TASK TO COMPLETE: In the article on Burkina Faso's general election, how many people has the violence forced from their homes in the last two years?

EXTRACT:
Burkina Faso will vote in a general election Sunday in the shadow of a growing jihadist insurgency, with President Roch Marc Christian Kabore expected to win re-election.
But no votes in the presidential and parliament polls will be cast in one-fifth of the country’s territory, where large swathes remain outside the state’s control and jihadist attacks strike almost daily.
The violence has forced one million people — five percent of the 20 million population — from their homes in the last two years, and at least 1,200 have been killed since 2015.
The security crisis has dominated the campaign and voting will take place under heavy surveillance in the landlocked West African country, one of the world’s poorest.
Most of the 12 opposition candidates running against Kabore have criticised the incumbent’s failure to stem the bloodshed.
But the opposition did not unite behind a single candidate and Kabore is aiming for a first round victory — as he won in 2015 — to stave off a run-off vote.
He faces stiff competition from 2015’s runner-up, veteran opposition leader Zephirin Diabre, and Eddie Komboigo, standing for the party of former president Blaise Compaore.

INFORMATION PROVIDED:
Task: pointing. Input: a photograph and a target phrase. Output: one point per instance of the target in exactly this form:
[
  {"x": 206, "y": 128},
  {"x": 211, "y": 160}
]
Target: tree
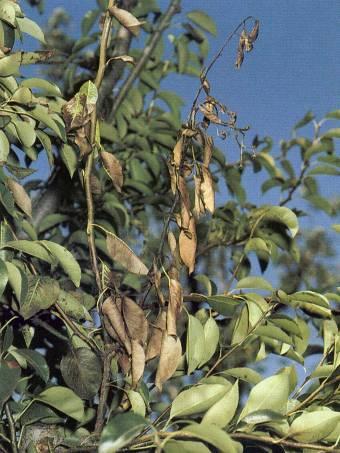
[{"x": 113, "y": 332}]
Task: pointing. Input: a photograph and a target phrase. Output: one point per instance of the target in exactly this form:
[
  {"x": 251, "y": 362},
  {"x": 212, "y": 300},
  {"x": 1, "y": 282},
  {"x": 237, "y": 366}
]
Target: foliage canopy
[{"x": 132, "y": 312}]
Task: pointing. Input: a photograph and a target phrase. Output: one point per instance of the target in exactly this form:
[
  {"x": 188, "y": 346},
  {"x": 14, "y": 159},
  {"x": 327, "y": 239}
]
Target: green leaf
[
  {"x": 197, "y": 399},
  {"x": 43, "y": 292},
  {"x": 283, "y": 215},
  {"x": 211, "y": 339},
  {"x": 70, "y": 158},
  {"x": 65, "y": 259},
  {"x": 254, "y": 283},
  {"x": 64, "y": 400},
  {"x": 81, "y": 370},
  {"x": 3, "y": 277},
  {"x": 225, "y": 305},
  {"x": 222, "y": 412},
  {"x": 18, "y": 281},
  {"x": 119, "y": 431},
  {"x": 31, "y": 28},
  {"x": 45, "y": 87},
  {"x": 37, "y": 362},
  {"x": 246, "y": 374},
  {"x": 214, "y": 436},
  {"x": 314, "y": 426},
  {"x": 332, "y": 133},
  {"x": 9, "y": 378},
  {"x": 195, "y": 343},
  {"x": 32, "y": 248},
  {"x": 204, "y": 21},
  {"x": 185, "y": 446},
  {"x": 271, "y": 394},
  {"x": 4, "y": 146}
]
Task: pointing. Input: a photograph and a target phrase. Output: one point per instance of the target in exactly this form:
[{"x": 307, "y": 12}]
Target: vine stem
[
  {"x": 104, "y": 42},
  {"x": 11, "y": 428}
]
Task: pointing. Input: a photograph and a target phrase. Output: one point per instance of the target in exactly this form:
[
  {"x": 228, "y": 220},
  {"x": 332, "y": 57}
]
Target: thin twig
[
  {"x": 211, "y": 64},
  {"x": 104, "y": 391},
  {"x": 11, "y": 428},
  {"x": 174, "y": 8}
]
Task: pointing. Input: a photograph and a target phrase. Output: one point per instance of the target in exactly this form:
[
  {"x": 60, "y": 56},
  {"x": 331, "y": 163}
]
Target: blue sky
[{"x": 293, "y": 68}]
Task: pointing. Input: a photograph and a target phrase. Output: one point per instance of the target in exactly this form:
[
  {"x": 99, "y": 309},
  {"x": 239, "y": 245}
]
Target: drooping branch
[{"x": 173, "y": 9}]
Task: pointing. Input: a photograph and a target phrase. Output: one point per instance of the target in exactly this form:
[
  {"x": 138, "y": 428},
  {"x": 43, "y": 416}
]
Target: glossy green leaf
[
  {"x": 81, "y": 371},
  {"x": 214, "y": 436},
  {"x": 9, "y": 378},
  {"x": 42, "y": 293},
  {"x": 119, "y": 431},
  {"x": 27, "y": 25},
  {"x": 197, "y": 399},
  {"x": 36, "y": 361},
  {"x": 254, "y": 283},
  {"x": 271, "y": 394},
  {"x": 222, "y": 412},
  {"x": 64, "y": 400},
  {"x": 65, "y": 259},
  {"x": 185, "y": 446},
  {"x": 314, "y": 426}
]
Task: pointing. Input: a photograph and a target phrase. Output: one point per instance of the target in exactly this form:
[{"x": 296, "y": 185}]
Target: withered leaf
[
  {"x": 178, "y": 152},
  {"x": 135, "y": 320},
  {"x": 125, "y": 58},
  {"x": 20, "y": 196},
  {"x": 255, "y": 32},
  {"x": 185, "y": 202},
  {"x": 155, "y": 341},
  {"x": 121, "y": 252},
  {"x": 138, "y": 362},
  {"x": 111, "y": 308},
  {"x": 171, "y": 352},
  {"x": 113, "y": 169},
  {"x": 207, "y": 151},
  {"x": 207, "y": 190},
  {"x": 199, "y": 206},
  {"x": 126, "y": 19},
  {"x": 172, "y": 243},
  {"x": 209, "y": 114},
  {"x": 175, "y": 305},
  {"x": 188, "y": 244}
]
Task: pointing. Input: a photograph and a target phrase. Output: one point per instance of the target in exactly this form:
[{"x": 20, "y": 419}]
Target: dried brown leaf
[
  {"x": 185, "y": 202},
  {"x": 255, "y": 32},
  {"x": 155, "y": 341},
  {"x": 137, "y": 362},
  {"x": 175, "y": 305},
  {"x": 121, "y": 252},
  {"x": 111, "y": 308},
  {"x": 126, "y": 19},
  {"x": 171, "y": 352},
  {"x": 113, "y": 169},
  {"x": 20, "y": 196},
  {"x": 125, "y": 58},
  {"x": 210, "y": 115},
  {"x": 188, "y": 244},
  {"x": 135, "y": 320},
  {"x": 199, "y": 206},
  {"x": 207, "y": 190},
  {"x": 208, "y": 149}
]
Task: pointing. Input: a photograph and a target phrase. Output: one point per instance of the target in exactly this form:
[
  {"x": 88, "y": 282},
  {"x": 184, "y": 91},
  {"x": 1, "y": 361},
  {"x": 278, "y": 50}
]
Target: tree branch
[{"x": 173, "y": 9}]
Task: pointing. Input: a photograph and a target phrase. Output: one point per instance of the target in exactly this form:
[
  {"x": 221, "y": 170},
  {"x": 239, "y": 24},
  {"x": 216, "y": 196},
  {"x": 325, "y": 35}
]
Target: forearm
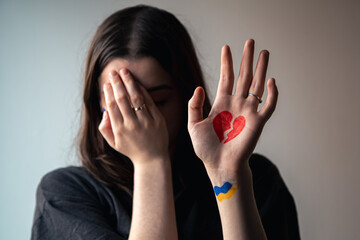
[
  {"x": 153, "y": 214},
  {"x": 238, "y": 212}
]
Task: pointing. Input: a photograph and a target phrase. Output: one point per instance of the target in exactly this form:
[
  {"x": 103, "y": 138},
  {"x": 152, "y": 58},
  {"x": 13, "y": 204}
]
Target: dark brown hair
[{"x": 133, "y": 33}]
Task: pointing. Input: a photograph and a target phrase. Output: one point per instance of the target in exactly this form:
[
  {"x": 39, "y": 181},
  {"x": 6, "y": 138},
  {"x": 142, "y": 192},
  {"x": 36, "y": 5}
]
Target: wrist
[
  {"x": 218, "y": 176},
  {"x": 152, "y": 163}
]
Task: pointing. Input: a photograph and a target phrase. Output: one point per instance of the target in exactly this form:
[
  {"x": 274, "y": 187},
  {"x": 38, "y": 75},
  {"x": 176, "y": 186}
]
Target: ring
[
  {"x": 260, "y": 100},
  {"x": 140, "y": 108}
]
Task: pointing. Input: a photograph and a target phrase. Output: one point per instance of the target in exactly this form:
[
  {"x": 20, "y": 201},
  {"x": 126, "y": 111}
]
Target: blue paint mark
[{"x": 224, "y": 189}]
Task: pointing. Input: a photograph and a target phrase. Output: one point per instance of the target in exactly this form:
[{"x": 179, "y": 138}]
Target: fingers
[
  {"x": 246, "y": 69},
  {"x": 257, "y": 85},
  {"x": 226, "y": 82},
  {"x": 135, "y": 94},
  {"x": 271, "y": 100},
  {"x": 150, "y": 105},
  {"x": 112, "y": 108},
  {"x": 195, "y": 108},
  {"x": 121, "y": 98},
  {"x": 106, "y": 130}
]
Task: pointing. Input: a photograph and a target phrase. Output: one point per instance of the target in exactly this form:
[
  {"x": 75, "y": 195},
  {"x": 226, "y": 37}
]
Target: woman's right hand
[{"x": 140, "y": 135}]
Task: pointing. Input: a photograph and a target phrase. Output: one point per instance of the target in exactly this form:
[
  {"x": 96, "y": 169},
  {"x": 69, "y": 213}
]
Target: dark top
[{"x": 71, "y": 204}]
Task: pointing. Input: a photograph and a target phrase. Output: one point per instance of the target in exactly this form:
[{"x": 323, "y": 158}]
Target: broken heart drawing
[{"x": 222, "y": 123}]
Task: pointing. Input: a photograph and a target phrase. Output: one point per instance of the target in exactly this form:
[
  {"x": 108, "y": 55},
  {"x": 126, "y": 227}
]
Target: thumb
[
  {"x": 106, "y": 129},
  {"x": 195, "y": 107}
]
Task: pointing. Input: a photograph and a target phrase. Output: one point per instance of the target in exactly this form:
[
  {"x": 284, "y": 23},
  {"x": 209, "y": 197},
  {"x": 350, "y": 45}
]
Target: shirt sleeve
[
  {"x": 275, "y": 203},
  {"x": 69, "y": 207}
]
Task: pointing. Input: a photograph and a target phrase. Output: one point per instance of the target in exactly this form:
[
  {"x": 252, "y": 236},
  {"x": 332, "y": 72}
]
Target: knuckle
[
  {"x": 132, "y": 126},
  {"x": 120, "y": 98},
  {"x": 137, "y": 98},
  {"x": 112, "y": 104}
]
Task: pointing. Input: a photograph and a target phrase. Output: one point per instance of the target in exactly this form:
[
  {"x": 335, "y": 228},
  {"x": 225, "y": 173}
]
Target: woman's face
[{"x": 161, "y": 87}]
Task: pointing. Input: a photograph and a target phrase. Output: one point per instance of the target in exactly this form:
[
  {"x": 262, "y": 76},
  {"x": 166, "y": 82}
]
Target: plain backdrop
[{"x": 313, "y": 137}]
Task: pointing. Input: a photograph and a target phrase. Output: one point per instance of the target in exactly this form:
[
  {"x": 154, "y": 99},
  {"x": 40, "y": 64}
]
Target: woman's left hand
[{"x": 227, "y": 137}]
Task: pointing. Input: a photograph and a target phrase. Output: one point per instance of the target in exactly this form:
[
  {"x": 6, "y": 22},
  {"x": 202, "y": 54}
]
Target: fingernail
[
  {"x": 112, "y": 74},
  {"x": 124, "y": 71}
]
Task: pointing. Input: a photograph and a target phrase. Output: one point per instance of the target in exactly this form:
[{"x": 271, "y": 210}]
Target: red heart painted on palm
[{"x": 222, "y": 123}]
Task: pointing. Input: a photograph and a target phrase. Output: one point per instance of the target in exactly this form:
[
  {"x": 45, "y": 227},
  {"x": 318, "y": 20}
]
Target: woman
[{"x": 154, "y": 151}]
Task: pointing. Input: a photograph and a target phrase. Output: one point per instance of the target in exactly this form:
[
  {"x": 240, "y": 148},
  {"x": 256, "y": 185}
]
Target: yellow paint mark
[{"x": 229, "y": 194}]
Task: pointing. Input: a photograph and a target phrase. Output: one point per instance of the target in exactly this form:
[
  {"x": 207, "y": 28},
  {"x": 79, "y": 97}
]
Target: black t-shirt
[{"x": 71, "y": 204}]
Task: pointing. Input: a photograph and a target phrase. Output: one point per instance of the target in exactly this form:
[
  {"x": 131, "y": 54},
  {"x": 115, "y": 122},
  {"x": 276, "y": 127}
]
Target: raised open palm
[{"x": 228, "y": 136}]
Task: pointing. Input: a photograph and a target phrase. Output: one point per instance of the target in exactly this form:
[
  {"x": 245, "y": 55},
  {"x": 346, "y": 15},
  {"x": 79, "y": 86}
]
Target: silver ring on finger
[
  {"x": 140, "y": 108},
  {"x": 258, "y": 98}
]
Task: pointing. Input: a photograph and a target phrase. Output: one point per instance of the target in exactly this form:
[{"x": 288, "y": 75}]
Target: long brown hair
[{"x": 132, "y": 33}]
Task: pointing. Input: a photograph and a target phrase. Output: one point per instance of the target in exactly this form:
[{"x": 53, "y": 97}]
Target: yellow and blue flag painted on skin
[{"x": 225, "y": 191}]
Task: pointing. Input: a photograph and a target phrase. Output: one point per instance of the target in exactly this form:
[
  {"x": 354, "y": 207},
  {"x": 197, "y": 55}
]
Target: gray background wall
[{"x": 313, "y": 137}]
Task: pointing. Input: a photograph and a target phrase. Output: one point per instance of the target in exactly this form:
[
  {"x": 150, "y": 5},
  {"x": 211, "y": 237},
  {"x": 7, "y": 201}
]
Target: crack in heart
[{"x": 222, "y": 123}]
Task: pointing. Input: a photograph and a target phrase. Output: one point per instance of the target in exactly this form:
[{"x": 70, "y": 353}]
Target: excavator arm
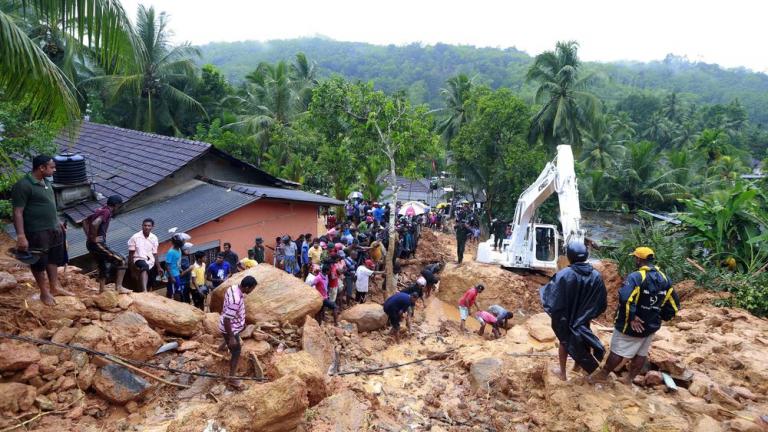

EXERCISE ANSWER: One million people, five percent of the 20 million population.